┌────────
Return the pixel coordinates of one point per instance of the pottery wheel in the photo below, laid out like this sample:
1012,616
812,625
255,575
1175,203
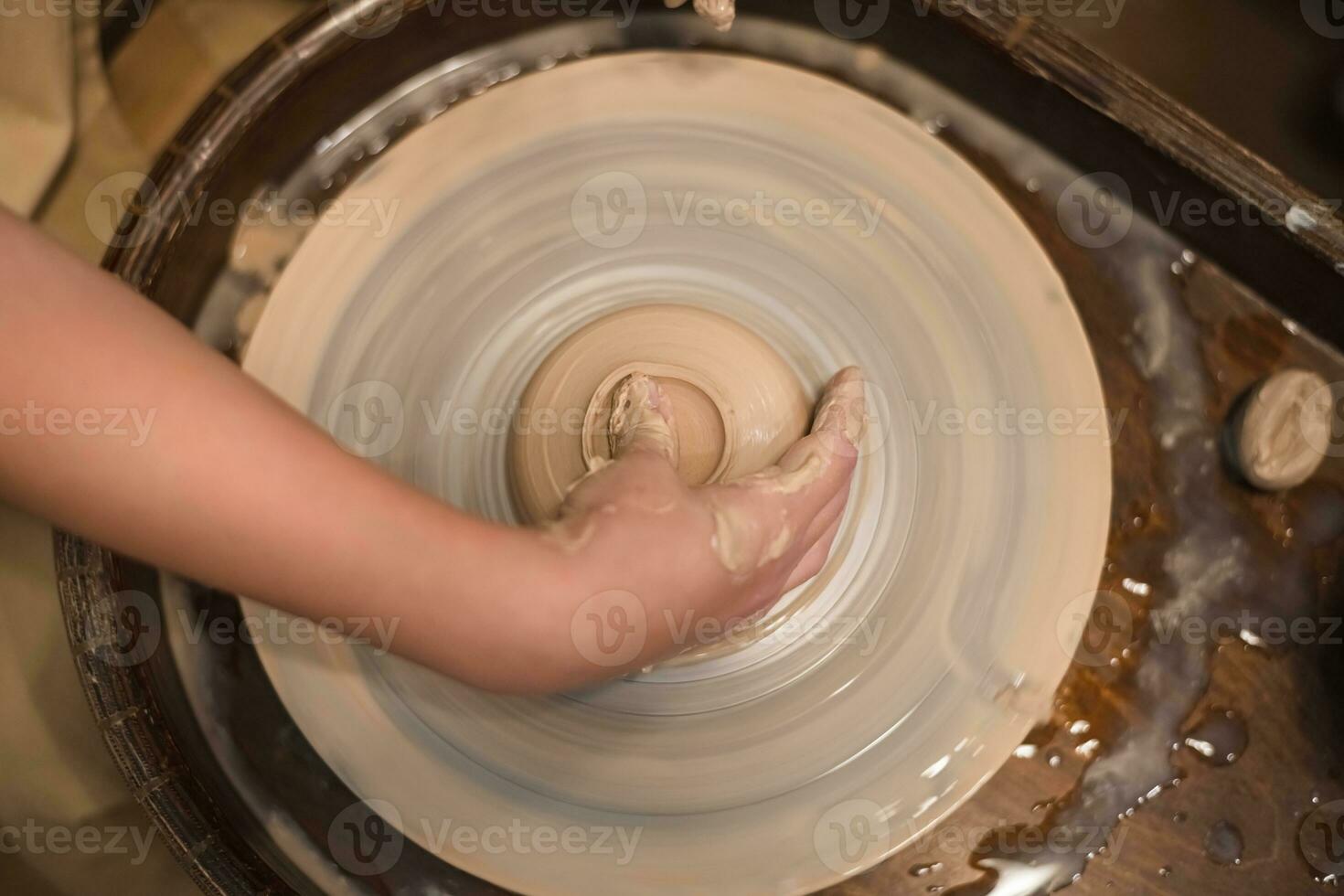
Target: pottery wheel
912,667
└────────
Work instructions — Can you convert every line of the records above into a Markdown table with the columns Row and Line, skipping blank lines and leaving the pictures out?

The result —
| Row | Line |
|---|---|
| 1 | Return the pixel coordinates of one point per instance of the pottery wheel in the photo below, laid out like this sample: |
| 2 | 1012,616 |
| 3 | 812,625 |
| 4 | 255,575 |
| 5 | 1175,203 |
| 6 | Target: pottery wheel |
| 7 | 912,667 |